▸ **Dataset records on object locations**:
● ● ●

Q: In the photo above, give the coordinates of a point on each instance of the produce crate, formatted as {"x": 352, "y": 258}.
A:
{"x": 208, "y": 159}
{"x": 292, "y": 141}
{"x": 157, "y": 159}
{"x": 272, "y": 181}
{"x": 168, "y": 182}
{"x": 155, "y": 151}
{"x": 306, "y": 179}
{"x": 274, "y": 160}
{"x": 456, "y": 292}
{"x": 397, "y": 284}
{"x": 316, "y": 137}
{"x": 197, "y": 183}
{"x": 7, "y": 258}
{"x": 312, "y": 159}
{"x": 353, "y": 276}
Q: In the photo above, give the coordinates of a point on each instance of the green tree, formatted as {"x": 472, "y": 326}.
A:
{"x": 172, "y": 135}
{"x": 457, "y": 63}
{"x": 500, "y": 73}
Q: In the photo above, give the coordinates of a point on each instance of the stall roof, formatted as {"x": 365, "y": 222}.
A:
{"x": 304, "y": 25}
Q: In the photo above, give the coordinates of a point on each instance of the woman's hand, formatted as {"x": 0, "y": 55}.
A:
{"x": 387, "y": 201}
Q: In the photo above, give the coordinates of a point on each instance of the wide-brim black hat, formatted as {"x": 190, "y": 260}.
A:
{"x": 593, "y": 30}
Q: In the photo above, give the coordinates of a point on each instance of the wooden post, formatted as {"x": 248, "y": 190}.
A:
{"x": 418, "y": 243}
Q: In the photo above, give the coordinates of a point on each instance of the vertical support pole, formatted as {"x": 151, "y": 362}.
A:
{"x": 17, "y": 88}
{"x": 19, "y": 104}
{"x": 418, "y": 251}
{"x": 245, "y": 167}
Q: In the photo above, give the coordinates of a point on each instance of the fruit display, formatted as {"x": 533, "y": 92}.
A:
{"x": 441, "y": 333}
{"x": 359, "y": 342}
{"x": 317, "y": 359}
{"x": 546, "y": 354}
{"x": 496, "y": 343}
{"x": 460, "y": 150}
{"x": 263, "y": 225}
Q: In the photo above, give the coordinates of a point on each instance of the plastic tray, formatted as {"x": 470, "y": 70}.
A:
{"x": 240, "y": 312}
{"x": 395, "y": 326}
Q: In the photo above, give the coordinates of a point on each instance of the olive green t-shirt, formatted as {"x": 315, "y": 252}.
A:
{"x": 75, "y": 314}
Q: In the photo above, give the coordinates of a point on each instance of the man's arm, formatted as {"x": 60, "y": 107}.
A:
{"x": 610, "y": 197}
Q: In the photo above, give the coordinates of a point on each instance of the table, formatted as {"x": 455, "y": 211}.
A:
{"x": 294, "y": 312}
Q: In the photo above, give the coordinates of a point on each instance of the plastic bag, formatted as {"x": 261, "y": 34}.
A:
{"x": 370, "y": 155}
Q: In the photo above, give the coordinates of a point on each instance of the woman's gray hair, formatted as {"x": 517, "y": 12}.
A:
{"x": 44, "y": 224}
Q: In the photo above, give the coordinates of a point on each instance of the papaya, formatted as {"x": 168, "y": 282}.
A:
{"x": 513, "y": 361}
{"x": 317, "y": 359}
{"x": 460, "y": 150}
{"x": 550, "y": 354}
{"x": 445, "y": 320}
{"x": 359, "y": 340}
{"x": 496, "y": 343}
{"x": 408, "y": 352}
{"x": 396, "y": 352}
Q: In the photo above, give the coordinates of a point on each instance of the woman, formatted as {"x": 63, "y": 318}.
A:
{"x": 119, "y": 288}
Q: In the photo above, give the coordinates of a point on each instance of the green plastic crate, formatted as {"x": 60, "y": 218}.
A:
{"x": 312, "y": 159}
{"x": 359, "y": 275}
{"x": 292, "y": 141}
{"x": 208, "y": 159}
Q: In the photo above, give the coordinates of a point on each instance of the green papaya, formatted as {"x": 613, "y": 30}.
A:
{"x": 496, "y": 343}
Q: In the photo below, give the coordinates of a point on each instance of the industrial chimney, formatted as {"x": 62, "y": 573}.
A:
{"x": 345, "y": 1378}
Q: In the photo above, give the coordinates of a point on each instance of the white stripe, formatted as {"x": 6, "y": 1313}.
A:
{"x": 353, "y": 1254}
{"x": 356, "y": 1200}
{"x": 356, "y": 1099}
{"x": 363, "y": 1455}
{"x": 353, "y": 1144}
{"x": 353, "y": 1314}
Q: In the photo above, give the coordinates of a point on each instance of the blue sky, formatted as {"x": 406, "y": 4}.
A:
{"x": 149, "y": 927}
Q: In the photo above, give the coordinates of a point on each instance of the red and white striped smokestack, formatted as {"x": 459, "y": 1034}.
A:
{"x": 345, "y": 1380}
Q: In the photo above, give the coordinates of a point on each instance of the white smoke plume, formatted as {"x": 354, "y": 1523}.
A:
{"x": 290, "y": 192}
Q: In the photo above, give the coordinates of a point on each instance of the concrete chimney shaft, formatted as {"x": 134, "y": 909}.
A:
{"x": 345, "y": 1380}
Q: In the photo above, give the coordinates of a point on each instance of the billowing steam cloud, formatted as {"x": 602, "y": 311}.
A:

● ● ●

▸ **EXERCISE AIM**:
Reproduce the records verbatim, starting at the line that contains "of the blue" and ending with the final line of the records.

▸ **CORRECT RESPONSE**:
Q: In the photo above, give the coordinates of a point on each instance of the blue sky, formatted as {"x": 406, "y": 4}.
A:
{"x": 149, "y": 927}
Q: In the photo above, give the coordinates of a point on each instance of the red and white striped smokestack, formatted as {"x": 459, "y": 1034}.
A:
{"x": 345, "y": 1380}
Q: In the photo above, give the coordinates of a point on each instance of the white smoke plume, formatted as {"x": 354, "y": 1523}.
A:
{"x": 290, "y": 192}
Q: In the photo above, give the coordinates of a point on each instance of the concrete chimney shaft, formatted as {"x": 134, "y": 909}.
A:
{"x": 345, "y": 1380}
Q: In the photo above, give the coordinates of a point on each instance of the billowing steam cloud, formatted as {"x": 602, "y": 311}.
A:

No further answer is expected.